### SUPPLIED MATERIAL
__________
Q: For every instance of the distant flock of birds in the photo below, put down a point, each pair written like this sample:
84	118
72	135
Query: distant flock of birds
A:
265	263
__________
### SHORT PROBLEM
Change every "distant" in the records to "far-off" and leave the rest of the records unchanged.

### THE RESPONSE
Q: For every instance of the far-off flock of birds in the photo below, put down a point, each pair written like this sample:
84	118
72	135
Query: far-off flock of birds
A:
265	263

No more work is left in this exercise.